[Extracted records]
=== Begin Enclosure ===
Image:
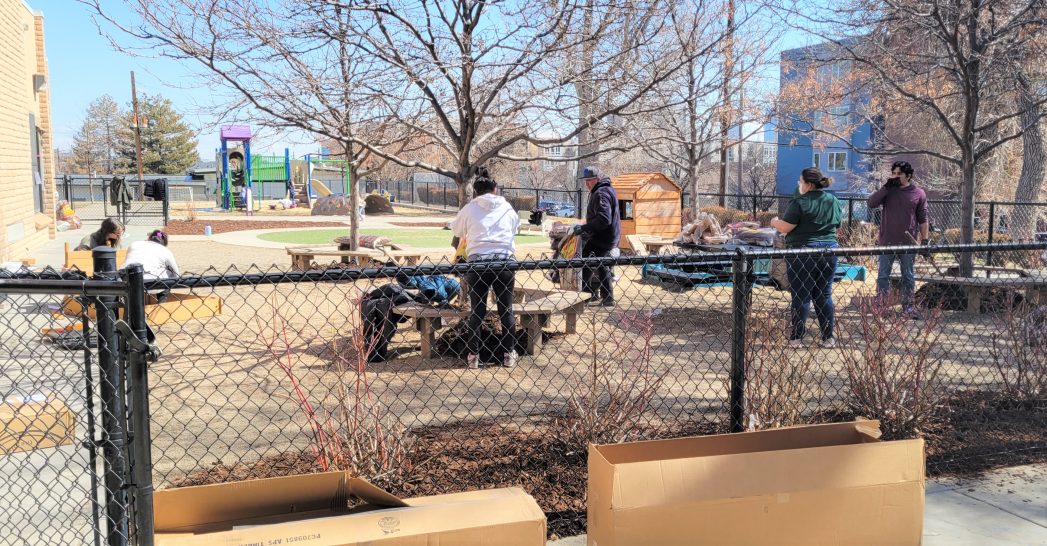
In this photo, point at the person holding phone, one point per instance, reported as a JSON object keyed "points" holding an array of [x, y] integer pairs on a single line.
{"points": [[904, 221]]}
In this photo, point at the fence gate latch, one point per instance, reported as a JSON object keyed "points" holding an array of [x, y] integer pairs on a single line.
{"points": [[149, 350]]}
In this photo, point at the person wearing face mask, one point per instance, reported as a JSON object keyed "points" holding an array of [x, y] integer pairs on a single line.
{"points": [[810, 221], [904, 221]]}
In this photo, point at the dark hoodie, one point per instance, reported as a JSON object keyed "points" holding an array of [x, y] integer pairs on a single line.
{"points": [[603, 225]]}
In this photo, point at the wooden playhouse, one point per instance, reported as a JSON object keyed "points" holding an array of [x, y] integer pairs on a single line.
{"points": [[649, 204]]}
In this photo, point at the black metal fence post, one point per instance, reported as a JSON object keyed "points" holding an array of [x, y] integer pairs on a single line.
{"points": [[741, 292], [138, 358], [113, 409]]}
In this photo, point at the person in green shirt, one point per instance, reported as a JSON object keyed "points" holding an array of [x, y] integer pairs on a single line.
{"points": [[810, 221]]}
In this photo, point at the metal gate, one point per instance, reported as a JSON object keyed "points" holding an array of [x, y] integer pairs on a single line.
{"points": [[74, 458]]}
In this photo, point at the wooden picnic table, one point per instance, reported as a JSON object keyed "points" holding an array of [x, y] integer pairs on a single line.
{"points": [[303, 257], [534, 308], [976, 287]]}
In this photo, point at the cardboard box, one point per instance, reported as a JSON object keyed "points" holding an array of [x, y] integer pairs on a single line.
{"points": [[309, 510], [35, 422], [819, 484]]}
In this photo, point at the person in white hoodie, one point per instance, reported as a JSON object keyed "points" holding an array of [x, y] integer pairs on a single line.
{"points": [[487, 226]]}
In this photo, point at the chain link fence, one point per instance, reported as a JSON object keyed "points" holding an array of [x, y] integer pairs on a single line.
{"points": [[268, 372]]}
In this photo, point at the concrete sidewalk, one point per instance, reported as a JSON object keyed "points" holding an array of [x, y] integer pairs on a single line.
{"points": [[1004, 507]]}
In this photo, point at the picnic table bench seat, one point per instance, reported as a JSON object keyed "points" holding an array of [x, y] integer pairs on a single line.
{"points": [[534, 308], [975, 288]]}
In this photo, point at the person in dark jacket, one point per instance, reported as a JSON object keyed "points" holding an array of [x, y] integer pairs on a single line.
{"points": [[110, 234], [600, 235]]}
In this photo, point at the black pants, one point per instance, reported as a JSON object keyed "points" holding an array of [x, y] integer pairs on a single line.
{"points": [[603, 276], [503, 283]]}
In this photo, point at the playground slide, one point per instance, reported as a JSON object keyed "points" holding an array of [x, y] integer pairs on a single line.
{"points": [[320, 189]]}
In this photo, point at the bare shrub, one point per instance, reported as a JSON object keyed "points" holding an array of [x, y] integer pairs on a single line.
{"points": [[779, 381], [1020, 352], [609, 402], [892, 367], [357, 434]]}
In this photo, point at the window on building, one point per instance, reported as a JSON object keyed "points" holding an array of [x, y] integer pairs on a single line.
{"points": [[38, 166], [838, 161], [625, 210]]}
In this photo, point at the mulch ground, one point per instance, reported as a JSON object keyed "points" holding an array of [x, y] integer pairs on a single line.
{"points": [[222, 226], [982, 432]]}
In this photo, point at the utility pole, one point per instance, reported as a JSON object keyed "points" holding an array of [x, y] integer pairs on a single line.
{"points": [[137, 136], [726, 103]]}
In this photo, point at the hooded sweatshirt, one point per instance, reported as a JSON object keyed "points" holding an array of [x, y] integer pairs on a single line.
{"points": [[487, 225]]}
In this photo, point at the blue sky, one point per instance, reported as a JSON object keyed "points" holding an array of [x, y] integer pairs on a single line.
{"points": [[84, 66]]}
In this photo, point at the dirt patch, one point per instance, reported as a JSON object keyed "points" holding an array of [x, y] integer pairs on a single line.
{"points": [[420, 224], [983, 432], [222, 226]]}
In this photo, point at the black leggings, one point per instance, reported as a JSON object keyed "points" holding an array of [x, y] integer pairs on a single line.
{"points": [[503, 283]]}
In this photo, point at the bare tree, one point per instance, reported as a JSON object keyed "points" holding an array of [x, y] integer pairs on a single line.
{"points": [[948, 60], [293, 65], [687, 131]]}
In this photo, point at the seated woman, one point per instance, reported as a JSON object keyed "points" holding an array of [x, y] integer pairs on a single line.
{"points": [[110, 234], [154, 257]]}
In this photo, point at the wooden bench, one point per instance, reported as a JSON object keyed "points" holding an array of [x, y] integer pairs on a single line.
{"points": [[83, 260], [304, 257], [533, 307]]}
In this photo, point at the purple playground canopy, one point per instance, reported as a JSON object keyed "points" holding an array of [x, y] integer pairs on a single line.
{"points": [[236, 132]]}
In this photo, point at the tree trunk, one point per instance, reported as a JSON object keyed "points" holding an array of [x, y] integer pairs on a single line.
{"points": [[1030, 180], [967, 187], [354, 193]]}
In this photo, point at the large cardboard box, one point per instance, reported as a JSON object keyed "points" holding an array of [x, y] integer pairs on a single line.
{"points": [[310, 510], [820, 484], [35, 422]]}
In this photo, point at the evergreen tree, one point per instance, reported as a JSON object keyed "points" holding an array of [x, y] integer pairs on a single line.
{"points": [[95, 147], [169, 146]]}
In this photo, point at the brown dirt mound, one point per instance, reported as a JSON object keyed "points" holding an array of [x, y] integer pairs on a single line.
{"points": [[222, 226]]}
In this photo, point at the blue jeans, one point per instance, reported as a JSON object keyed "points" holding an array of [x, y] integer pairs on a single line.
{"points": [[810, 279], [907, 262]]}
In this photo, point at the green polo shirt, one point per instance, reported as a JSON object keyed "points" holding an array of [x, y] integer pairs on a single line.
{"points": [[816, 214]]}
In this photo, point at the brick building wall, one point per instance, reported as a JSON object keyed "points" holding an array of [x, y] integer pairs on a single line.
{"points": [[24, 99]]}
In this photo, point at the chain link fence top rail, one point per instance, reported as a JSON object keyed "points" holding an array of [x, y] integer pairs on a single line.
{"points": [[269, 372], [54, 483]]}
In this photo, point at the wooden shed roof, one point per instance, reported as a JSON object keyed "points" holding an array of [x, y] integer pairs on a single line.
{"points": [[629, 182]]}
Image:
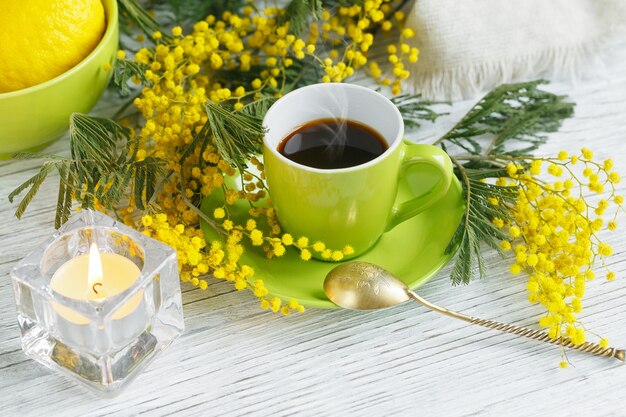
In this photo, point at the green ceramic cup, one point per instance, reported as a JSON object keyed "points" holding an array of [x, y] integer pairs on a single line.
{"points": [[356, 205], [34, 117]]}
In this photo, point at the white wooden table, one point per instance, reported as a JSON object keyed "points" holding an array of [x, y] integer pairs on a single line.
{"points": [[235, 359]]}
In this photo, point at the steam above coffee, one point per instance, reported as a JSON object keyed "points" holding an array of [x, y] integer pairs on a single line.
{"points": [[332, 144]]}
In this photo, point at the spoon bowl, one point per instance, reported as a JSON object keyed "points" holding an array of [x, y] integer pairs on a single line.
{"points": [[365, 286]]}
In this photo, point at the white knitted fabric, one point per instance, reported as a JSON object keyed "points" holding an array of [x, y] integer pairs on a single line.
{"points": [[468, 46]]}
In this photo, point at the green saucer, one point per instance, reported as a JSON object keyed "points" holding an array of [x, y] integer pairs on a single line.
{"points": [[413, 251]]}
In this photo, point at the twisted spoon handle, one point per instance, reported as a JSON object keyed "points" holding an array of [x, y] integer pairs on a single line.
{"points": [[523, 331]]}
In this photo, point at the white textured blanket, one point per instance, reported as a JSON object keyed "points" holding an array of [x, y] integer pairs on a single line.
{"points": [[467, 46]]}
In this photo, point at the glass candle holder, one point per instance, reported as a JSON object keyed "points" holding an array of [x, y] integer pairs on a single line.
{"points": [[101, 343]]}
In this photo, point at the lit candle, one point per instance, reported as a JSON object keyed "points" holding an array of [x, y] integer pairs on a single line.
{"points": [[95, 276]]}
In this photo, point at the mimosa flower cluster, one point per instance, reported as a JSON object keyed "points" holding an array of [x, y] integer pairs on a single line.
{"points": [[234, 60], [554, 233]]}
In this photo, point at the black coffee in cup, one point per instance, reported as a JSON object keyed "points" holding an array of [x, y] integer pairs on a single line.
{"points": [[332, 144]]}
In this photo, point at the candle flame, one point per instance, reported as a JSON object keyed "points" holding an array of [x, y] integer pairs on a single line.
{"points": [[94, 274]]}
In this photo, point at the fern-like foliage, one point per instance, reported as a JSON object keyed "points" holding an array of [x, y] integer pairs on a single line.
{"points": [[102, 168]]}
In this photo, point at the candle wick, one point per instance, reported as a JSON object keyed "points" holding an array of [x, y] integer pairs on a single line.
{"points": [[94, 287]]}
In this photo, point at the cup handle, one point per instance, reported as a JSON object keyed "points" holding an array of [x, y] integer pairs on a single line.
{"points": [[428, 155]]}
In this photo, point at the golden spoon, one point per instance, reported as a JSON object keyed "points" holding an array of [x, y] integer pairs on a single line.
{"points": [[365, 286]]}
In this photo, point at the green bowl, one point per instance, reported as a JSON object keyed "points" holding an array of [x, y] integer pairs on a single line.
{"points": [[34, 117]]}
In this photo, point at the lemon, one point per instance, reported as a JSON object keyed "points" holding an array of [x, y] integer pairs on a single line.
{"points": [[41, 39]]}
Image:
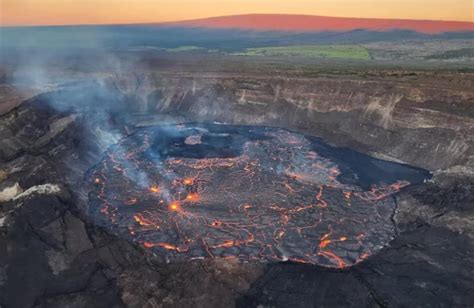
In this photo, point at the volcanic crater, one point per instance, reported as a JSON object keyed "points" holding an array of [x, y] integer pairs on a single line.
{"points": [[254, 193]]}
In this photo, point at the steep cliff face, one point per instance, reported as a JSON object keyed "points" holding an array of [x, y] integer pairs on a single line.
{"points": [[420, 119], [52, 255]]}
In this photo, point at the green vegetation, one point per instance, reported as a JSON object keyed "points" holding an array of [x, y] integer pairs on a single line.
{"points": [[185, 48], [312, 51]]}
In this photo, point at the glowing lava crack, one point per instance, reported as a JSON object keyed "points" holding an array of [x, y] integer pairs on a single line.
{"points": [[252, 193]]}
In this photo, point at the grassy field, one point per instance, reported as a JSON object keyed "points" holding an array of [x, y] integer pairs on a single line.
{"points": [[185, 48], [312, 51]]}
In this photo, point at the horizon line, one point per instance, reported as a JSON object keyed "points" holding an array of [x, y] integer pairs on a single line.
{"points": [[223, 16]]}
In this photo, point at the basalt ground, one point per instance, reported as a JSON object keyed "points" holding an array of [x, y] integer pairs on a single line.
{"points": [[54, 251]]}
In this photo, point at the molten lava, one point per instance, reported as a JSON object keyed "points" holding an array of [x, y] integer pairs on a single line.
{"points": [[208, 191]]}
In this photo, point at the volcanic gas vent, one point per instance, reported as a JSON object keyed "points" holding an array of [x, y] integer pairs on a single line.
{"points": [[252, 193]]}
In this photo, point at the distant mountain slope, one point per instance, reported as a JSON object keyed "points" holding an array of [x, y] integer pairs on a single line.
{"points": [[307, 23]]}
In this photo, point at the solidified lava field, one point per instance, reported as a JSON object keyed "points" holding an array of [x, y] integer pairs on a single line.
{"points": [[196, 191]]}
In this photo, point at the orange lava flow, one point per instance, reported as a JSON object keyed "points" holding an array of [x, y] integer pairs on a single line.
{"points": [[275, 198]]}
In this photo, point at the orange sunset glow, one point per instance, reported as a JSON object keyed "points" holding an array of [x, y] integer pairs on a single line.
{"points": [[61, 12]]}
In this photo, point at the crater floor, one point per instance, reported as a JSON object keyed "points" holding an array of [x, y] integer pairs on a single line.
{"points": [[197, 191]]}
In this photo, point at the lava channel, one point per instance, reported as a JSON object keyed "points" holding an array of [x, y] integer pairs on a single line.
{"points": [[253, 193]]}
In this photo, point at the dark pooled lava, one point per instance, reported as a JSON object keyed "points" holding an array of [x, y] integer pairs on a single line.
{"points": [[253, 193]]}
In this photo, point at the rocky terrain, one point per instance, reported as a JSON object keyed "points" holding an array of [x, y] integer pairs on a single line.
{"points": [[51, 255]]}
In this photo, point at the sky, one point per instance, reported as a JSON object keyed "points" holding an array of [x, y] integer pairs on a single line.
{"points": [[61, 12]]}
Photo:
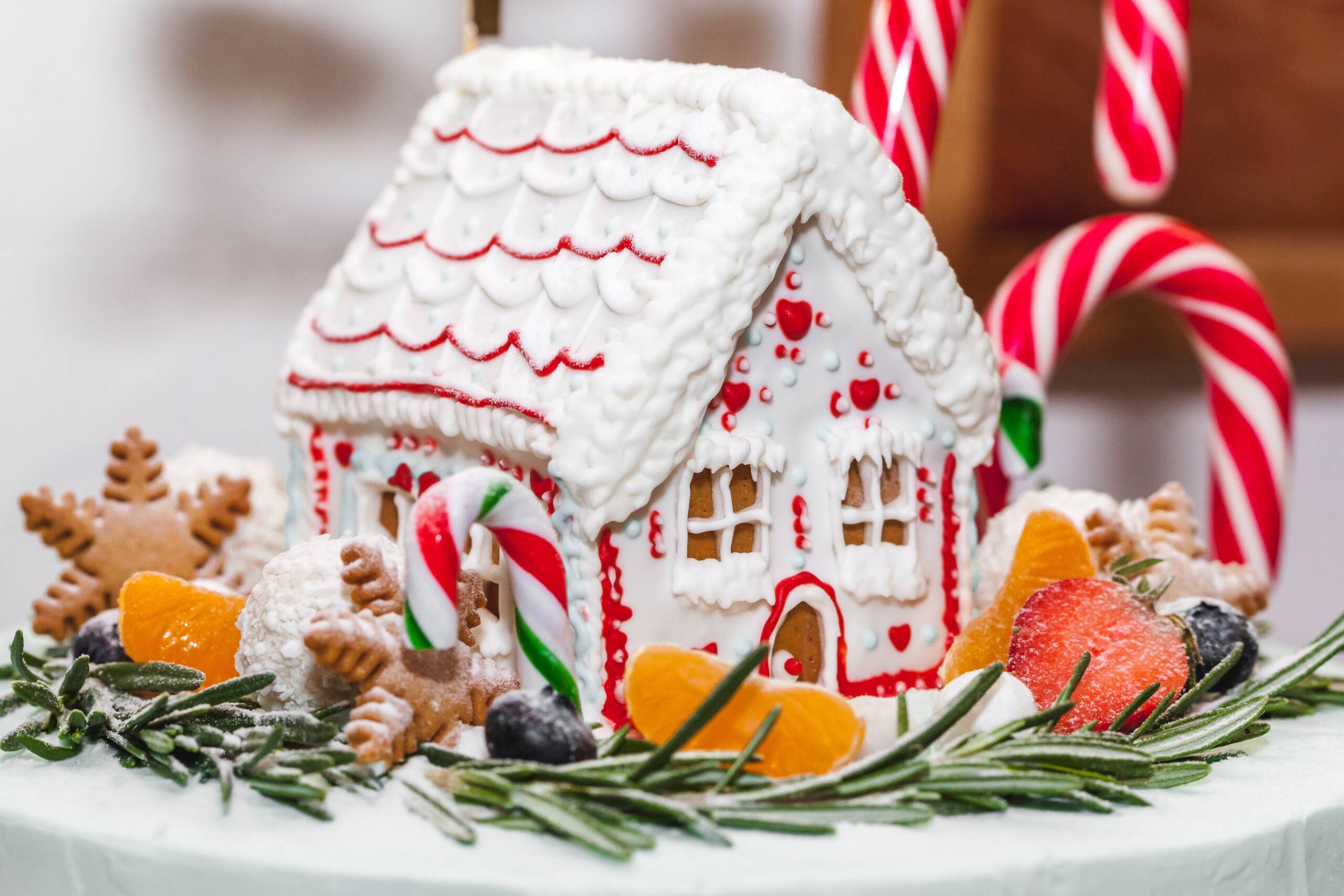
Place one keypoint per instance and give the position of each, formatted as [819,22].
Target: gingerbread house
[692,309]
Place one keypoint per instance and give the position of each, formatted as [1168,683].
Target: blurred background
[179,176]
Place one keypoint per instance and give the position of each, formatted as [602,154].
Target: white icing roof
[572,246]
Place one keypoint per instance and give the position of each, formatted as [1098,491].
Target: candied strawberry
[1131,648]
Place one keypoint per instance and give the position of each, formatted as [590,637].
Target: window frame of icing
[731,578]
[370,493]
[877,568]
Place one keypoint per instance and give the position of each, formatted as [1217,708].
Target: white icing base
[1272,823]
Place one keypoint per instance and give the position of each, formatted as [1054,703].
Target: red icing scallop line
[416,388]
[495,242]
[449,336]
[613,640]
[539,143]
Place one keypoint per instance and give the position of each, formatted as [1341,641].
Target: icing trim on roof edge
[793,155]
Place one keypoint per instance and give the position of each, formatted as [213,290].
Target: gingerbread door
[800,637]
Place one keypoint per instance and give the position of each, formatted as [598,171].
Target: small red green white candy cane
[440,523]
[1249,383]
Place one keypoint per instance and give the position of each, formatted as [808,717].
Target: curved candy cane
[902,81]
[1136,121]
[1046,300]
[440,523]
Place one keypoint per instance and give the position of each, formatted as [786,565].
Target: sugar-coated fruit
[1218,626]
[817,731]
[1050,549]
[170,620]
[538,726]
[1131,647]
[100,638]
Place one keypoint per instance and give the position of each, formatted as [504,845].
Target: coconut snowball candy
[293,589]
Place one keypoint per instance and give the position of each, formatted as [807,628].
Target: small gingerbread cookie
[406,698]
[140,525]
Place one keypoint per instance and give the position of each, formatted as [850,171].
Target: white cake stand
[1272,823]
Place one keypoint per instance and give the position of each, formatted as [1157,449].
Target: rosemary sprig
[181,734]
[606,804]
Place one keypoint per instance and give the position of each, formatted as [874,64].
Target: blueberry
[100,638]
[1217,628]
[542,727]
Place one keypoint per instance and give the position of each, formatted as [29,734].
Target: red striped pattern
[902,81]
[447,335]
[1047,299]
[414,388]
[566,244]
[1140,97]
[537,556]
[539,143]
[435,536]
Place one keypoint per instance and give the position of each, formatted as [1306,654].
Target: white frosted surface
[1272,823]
=== End Enclosure ===
**Exercise aim**:
From the records above, repeat exactly the lines from the one with "Target: candied strawberry" through the one with "formatted as [1217,708].", both included.

**Output for this task**:
Target: candied strawberry
[1131,648]
Place one keypoint per instance and give the position of each, formatted as [590,637].
Target: window frame of icing
[731,578]
[370,493]
[877,568]
Place one keypoint per instance and give the position of each, formatted as [1217,708].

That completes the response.